Tolga Şardan

21 Ocak 2025

Kara Harp Okulu’ndaki teğmen krizinde “Cumhurbaşkanı” detayı

KHO yönetimince, siyaseti ve TSK’yı sarsan süreçte üstü kapalı cümlelerle “Cumhurbaşkanlığı’nın da yaşananlarda rolü var” demek isteniyor

Kara Harp Okulu’nda (KHO) 30 Ağustos’ta gerçekleşen yemin töreninde yaşananlar sonrasında idari soruşturmaya konu edilen teğmenler, geçen hafta Yüksek Disiplin Kurulu’nda (YDK) savunmalarını yaptı.

Teğmenler, savunmalarını avukatlarına sunulan idari soruşturma dosyası üzerinden aktardı, heyete.

YDK süreci sırasında, savunmaya esas olacak Kara Kuvvetleri Komutanlığı (KKK) Hukuk Müşavirliği’nin avukatlara teslim ettiği dosyayı incelerken ilginç bir belge dikkatimi çekti.

■ ■ ■

Yapılacak Görevler:
1. Metin bölümüne göre teğmenler savunmalarını hangi kurulda yaptı?
2. Metin bölümünde geçen kısaltmaların tamamını yazın.
3. Teğmenlerin savunmasını anlatan metin bölümünü son cümleden sonra devam ettirin.

■ ■ ■

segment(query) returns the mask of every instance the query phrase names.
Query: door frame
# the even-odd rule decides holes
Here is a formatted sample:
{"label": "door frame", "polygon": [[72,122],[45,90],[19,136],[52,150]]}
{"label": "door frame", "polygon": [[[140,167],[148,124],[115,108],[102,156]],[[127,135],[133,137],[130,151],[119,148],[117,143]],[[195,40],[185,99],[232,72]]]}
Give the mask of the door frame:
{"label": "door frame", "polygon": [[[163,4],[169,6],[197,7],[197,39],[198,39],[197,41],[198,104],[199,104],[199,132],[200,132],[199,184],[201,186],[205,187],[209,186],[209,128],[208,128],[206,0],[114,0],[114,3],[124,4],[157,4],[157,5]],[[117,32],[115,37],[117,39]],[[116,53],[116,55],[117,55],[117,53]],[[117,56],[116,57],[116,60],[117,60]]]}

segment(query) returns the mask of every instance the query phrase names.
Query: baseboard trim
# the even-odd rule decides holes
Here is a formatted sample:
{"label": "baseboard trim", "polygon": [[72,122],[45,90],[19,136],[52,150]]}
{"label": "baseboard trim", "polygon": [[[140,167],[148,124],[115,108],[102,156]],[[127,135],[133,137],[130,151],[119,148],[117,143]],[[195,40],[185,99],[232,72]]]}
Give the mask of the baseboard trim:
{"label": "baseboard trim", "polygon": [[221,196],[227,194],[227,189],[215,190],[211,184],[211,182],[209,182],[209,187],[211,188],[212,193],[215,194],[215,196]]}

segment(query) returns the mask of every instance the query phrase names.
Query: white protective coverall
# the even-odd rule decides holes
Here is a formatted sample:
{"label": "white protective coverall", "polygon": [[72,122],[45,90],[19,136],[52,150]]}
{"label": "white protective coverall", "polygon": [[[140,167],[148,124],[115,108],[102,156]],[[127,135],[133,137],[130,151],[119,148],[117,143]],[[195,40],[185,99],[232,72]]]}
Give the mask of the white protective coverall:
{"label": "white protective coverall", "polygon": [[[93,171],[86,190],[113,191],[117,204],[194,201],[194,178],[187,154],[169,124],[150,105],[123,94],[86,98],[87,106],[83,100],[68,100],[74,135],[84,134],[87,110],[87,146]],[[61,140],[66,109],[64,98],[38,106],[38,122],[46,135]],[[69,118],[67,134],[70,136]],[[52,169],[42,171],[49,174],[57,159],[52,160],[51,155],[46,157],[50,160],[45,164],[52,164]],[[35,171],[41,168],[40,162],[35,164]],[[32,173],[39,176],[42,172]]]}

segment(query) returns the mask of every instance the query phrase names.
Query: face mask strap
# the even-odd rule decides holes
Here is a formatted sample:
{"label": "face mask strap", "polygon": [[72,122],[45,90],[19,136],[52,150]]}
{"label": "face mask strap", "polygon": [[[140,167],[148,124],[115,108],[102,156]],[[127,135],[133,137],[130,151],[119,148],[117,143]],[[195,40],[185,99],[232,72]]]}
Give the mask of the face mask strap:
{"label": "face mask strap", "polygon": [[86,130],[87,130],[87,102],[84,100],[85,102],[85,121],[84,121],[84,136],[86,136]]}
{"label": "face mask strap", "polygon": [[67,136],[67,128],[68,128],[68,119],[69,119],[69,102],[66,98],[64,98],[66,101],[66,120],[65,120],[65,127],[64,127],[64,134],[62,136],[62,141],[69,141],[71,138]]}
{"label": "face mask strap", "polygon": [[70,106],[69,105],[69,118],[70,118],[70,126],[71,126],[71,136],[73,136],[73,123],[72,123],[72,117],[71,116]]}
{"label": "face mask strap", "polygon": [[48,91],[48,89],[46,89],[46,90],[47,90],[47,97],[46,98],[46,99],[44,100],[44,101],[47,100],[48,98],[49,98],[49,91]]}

■ ■ ■

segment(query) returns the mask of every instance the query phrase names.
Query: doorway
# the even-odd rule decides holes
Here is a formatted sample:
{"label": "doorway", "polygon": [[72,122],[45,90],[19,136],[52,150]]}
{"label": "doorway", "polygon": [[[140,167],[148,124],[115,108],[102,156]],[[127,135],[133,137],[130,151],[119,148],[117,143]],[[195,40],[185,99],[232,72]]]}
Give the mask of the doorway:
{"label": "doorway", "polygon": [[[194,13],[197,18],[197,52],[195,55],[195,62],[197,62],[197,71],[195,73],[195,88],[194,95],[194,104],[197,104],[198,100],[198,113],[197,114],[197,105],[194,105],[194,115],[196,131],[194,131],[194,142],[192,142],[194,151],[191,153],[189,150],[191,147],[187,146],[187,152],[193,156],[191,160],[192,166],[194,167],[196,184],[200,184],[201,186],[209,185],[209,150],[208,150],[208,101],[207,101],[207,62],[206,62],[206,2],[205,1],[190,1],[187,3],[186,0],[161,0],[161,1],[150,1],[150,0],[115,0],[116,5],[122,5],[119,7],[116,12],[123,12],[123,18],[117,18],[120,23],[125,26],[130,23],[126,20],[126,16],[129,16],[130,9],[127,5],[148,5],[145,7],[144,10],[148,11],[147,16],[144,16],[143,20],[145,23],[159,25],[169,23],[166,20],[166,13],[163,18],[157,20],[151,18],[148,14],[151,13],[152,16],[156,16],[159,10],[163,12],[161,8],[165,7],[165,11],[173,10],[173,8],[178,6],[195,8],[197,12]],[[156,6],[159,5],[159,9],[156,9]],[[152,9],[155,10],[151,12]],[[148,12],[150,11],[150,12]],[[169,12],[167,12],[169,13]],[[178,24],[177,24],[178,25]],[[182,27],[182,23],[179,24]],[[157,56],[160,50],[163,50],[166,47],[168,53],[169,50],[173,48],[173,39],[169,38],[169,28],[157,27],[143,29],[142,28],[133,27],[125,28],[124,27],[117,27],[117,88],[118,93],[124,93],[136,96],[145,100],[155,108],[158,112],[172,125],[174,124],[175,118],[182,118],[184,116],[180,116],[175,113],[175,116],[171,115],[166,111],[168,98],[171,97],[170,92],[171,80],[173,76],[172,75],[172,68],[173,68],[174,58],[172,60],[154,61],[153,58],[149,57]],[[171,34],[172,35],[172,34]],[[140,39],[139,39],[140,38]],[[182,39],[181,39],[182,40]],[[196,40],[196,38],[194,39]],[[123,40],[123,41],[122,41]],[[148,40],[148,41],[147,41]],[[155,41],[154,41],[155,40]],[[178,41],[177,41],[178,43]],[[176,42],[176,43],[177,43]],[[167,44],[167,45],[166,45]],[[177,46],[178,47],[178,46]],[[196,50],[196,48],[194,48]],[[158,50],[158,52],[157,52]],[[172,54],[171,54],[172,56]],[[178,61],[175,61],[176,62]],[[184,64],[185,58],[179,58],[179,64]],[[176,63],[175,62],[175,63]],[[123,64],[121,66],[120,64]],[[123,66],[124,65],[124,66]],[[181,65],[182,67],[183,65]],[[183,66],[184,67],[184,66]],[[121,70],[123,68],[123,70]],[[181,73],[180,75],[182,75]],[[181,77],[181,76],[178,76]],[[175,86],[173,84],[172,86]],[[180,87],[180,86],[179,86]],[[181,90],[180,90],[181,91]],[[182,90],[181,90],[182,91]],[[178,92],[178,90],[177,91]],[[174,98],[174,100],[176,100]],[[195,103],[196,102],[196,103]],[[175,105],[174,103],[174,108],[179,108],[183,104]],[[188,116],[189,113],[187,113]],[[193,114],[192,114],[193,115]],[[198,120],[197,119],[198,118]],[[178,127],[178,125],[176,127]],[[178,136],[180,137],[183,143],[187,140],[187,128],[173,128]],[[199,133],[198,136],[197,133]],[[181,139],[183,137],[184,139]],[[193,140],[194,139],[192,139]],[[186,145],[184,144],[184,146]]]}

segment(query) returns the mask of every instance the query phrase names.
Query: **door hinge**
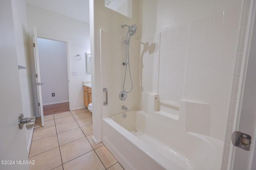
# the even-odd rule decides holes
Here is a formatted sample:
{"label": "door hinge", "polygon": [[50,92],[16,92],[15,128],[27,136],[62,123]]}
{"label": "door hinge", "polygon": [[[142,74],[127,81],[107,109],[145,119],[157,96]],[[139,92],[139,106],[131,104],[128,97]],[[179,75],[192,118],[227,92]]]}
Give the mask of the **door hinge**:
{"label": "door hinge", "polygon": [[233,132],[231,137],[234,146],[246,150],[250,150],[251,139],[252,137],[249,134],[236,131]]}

■ ■ ■

Görev Yanıtları:
1. Yüksek Disiplin Kurulu’nda (YDK).

2. KHO, TSK, YDK, KKK

3.
Öncelikle şu kısa bilgiyi vereyim; gerek adli gerekse idari soruşturmalara konu edilen olay / olaylar için “olay yeri tutanağı” veya “olay tespit tutanağı” adıyla düzenlenen resmi belge büyük önem taşır.

Zira, bir ya da birden fazla kişinin imzasını taşıyan bu resmi evrak, süreçlerin başlatılmasında esas alınır.

Ülkenin gündeminde epeyce yer işgal eden KHO Yemin Töreni’nde yaşananların araştırılması, işte bu olay tespit tutanağıyla başlatıldı. Dosyada yer alan “Olay Tespit Tutanağı” bu bakımdan önemli.

Bu tutanağı okuyunca, süreçte pek gündeme gelmeyen bir bilginin yetkili makamlara aktarıldığını fark ettim.

Şöyle ki, teğmenlerin olayının yaşanmasından sonra KHO yönetimince beş sayfalık olay tespit tutanağı hazırlandı.

Tutanakta; Yüzbaşı Osman Çağlayan, Yüzbaşı Furkan Özen, Yüzbaşı Serhat Kılıç ve Kurmay Yarbay Halit Türkoğlu’nun imzası var.

Yaşananları aktaran tutanağın iki ek belgesi var. Bu belgelerden biri, aralarında YDK’da ifade veren beş teğmenin yanı sıra 14 teğmenin daha isminin bulunduğu 19 kişilik personel listesi. Diğeri ise, yaşananların görüntü kaydının bulunduğu CD.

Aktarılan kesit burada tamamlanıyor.